## Problem
Filter the entries below and keep only the lines that contain the word "photo". Treat uppercase and lowercase as different.

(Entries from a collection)
%%

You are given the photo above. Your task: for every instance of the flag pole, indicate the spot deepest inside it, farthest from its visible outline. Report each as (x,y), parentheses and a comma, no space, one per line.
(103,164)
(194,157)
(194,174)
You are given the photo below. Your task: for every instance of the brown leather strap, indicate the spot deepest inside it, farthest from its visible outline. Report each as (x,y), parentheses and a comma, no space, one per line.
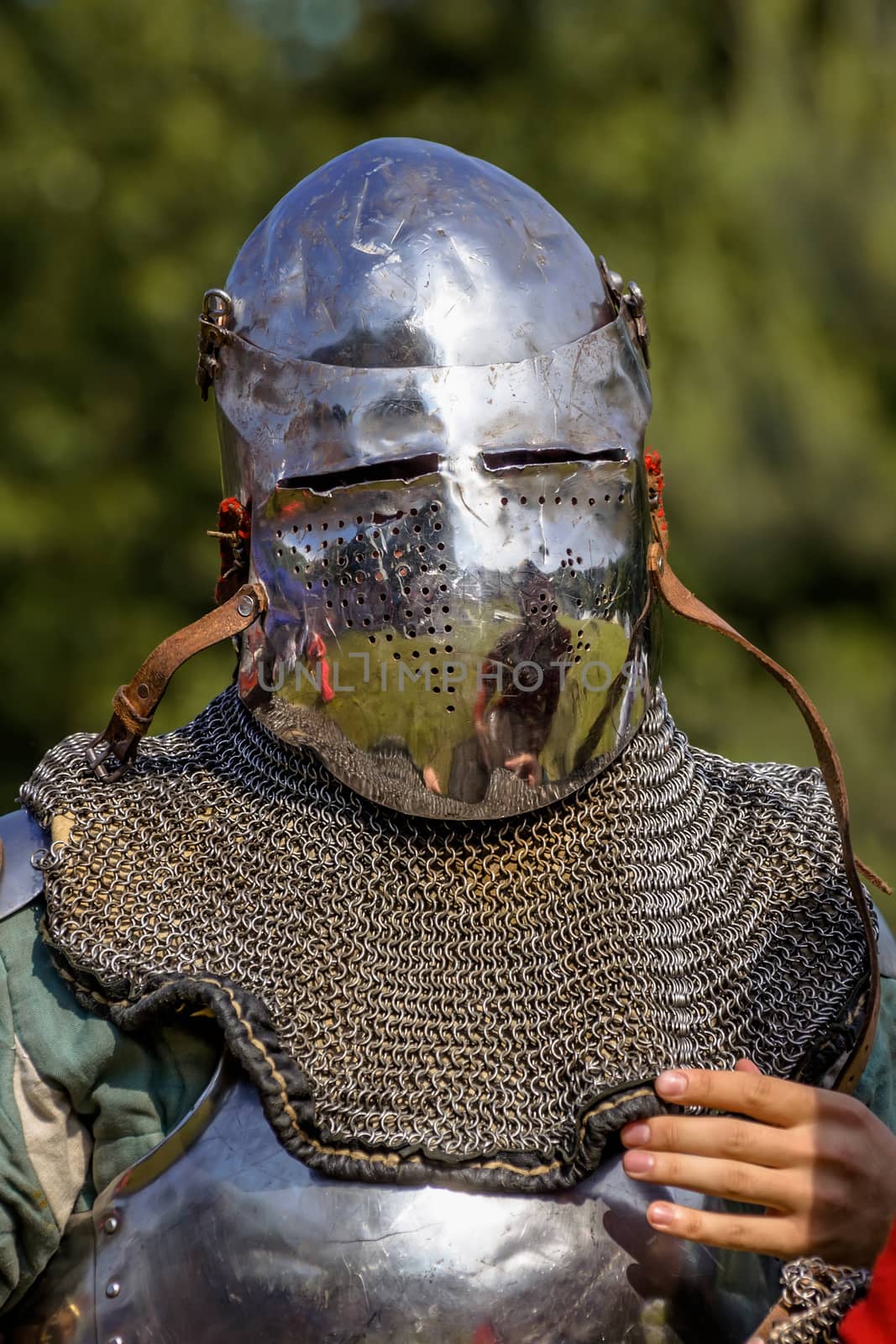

%%

## Correct response
You are given the photo above. Your task: for every instance of the flag pole, indicate the spot deepest inside it, farthest from its visible outline. Report each as (x,y), parentheses and a comma, no space, one per line.
You are given the photo below. Your task: for every instance of the brown leather strap, indicate the spot deepest inside it, farthest from its visible outline. Report each as (x,y), parentheses and a comma, no space, one per line.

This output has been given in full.